» **Assignment 1**: For the article on Valentin Markin, state whether each statement agrees with it: (a) Markin was born in Groznyi in 1903; (b) Markin's superior in Berlin was Whittaker Chambers; (c) Markin joined the Komsomol in 1920. Answer yes or no for each and quote the words of the article that decide it.
» **Assignment 2**: Continue the article on Valentin Markin from the point where it stops.

» **Provided text**:
-- Opening Marker --

= Valentin Markin =

Soviet spy (1903–1934)

Valentin Markin ( "Arthur Walter") (1903 - 1934) was the chief illegal rezident and director of the espionage operations of the Soviet Union in the United States from 1933 to 1934. Markin headed the activities of both Soviet military intelligence and that of the Soviet secret police during this period.

==Biography==

===Early years===

Valentin Borisovich Markin was born in the city of Groznyi, part of the Russian Empire, in 1903. He studied at a business school as a young man.

In 1920, Markin joined the Komsomol, the youth section of the Communist Party of the Soviet Union and he worked on Komsomol activities for the next two years in the region of the Caucuses.

===Career===

Markin joined Soviet Military Intelligence (GRU) and was stationed in Berlin in the 1920s, where he married an Armenian girl who worked for the Soviet trade mission. His superior in Berlin was Ignace Reiss. At some point, Markin left the GRU and secured a position with the Foreign Department (INO) of the NKVD.

In the United States, Markin lived under the pseudonym "Arthur Walter." He also is known to have used the aliases Oskar, Hermann, and Davis.

The novice GRU agent Whittaker Chambers met with Markin, posing as Hermann, in New York City in 1933. He was, Chambers wrote, "a short, sturdy figure confined in a tight-fitting, rumpled suit and elevated on high-heeled German shoes." His brushlike mop of hair looked like it had been cut with a sickle. "I felt," Chambers continued, " that I had met what is much more unusual in life than a thoroughly good man-a thoroughly bad one."

-- Closing Marker --

[Segmentation mask data]
-- Opening Marker --

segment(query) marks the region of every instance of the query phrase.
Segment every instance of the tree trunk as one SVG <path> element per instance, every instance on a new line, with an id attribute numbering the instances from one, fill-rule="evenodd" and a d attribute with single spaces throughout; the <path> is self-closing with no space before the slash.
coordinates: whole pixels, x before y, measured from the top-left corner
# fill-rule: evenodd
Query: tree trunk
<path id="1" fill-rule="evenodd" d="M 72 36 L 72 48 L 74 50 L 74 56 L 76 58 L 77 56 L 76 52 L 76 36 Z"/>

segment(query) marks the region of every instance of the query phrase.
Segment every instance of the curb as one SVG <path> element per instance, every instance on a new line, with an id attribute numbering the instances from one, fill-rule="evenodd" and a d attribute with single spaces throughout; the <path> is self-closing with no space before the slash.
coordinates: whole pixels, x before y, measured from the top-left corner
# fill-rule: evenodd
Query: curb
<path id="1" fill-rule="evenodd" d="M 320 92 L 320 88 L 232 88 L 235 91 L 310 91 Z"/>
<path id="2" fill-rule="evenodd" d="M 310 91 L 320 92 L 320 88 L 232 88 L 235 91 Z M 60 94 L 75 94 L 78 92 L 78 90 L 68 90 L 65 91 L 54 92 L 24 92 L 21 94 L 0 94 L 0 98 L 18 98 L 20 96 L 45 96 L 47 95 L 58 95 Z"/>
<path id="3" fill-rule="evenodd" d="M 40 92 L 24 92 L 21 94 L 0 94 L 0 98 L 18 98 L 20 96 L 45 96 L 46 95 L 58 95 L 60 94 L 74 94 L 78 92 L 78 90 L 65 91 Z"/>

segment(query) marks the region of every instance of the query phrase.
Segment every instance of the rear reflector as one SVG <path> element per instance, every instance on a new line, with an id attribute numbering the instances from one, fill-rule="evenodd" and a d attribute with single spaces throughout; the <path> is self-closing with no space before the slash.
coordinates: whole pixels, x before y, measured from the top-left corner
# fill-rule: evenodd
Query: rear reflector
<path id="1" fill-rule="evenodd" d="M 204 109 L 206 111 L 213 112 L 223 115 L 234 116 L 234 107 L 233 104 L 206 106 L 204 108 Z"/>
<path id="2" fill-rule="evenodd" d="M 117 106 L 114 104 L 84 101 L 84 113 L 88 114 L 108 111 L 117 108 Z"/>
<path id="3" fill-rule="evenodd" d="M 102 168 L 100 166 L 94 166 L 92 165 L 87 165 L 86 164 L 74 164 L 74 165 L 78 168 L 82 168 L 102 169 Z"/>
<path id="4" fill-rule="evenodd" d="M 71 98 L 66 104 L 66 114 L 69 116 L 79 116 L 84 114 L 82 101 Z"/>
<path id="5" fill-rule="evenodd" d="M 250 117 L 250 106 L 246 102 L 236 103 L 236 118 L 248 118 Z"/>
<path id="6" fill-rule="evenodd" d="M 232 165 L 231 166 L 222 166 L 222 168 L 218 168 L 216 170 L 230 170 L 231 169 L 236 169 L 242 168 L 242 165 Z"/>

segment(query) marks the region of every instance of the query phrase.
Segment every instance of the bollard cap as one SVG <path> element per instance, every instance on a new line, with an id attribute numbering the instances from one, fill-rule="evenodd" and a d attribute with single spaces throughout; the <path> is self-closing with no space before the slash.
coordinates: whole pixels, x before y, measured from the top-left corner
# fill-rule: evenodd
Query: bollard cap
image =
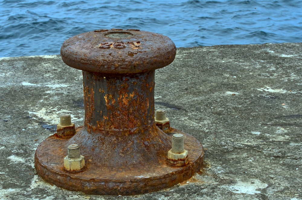
<path id="1" fill-rule="evenodd" d="M 80 34 L 63 43 L 61 54 L 68 65 L 92 72 L 136 73 L 172 63 L 176 47 L 168 37 L 139 30 L 100 29 Z"/>

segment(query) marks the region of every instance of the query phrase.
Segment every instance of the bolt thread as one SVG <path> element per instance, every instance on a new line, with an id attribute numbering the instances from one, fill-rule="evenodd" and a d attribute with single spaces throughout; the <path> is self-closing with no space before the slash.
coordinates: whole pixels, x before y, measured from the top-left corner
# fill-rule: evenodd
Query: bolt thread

-- Closing Marker --

» **Task output 1**:
(a) Yes: "Valentin Borisovich Markin was born in the city of Groznyi, part of the Russian Empire, in 1903."
(b) No: "His superior in Berlin was Ignace Reiss."
(c) Yes: "In 1920, Markin joined the Komsomol, the youth section of the Communist Party of the Soviet Union"

» **Task output 2**:
The Russian Foreign Intelligence Service (SVR) provided the authors Allen Weinstein and Alexander Vassiliev an unprecedented peek into their archives for the preparation of The Haunted Wood (1999). One of the startling revelations in the text was that Valentin Markin had a source inside the U.S. State Department, codenamed "Willi," who had access to "numerous ambassadorial, consular, and military attache reports from Europe and the Far East," and could "filch transcripts of recorded conversations Secretary of State Cordell Hull and his assistants had with foreign ambassadors."

The Soviets paid "Willi" the extraordinary sum of $15,000 per year for the documents, which he passed to Markin through an intermediary codenamed "Leo," subsequently identified as New York Post journalist Ludwig Lore.

===Death and legacy===

In August 1934, "Arthur Walter" (Markin) was found at the Luxor Baths of the Luxor Hotel (New York City) on 46th Street in New York City suffering from a serious head wound. Whittaker Chambers wrote that Markin was initially believed to have been attacked during a mugging while intoxicated. Markin subsequently died in the hospital after having contracted pneumonia following surgery. According to Hede Massing, a Soviet intelligence operative who worked with Markin, he was murdered by NKVD agents due to suspected sympathies toward Leon Trotsky.

Markin was replaced as chief illegal rezident by Boris Iakovlevich Bazarov.